* GIVEN DATA *
----------------------------------------

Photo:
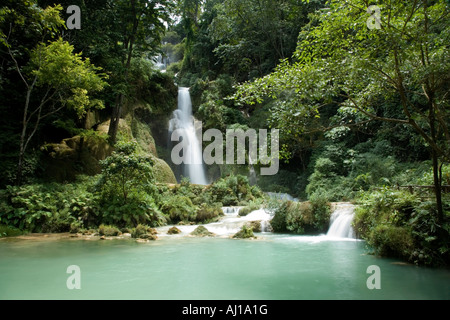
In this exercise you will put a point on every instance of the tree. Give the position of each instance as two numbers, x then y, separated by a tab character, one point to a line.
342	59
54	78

----------------------------------------

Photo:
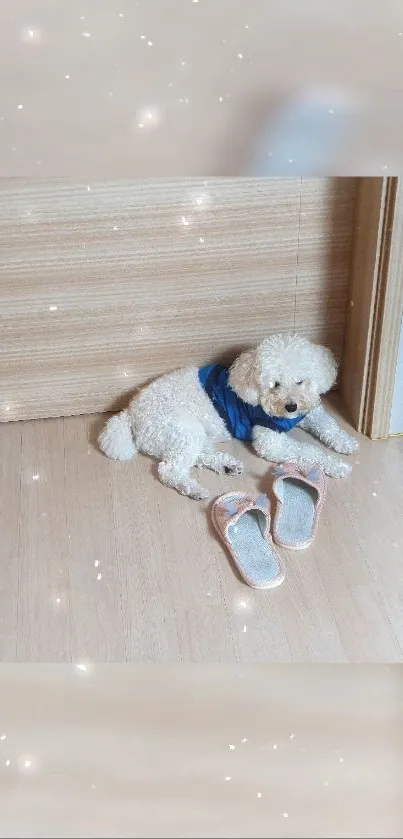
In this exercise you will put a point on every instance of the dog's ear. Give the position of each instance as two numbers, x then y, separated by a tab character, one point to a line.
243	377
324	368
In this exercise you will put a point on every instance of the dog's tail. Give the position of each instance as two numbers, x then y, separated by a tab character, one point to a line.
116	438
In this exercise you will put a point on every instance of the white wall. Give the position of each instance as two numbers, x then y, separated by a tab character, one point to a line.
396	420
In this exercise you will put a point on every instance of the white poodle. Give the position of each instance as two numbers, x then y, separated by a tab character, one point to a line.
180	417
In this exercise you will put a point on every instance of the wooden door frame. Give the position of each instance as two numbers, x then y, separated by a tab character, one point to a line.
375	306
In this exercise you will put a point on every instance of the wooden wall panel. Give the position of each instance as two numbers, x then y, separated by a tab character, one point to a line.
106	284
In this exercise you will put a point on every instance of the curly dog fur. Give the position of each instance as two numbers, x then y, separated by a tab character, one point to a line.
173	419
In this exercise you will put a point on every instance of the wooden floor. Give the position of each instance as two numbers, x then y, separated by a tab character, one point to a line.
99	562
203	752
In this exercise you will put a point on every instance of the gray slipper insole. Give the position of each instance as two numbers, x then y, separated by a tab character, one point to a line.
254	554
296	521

----------------------------------------

* WHAT THE TASK ASKS *
Which lines of the records contain the word "wall"? Pull out each such line and copy it in full.

* THE RESPONSE *
In this exercise you will put a point on every instance of the white wall. Give the position of each instance as two numbers, x then y, separated by a tab character, one point to a line.
In this exercise you will put a point on every instance of the wooden wall panel. Give the position of each instance as two numbers, x then y, separated by a tab character, one point to a line.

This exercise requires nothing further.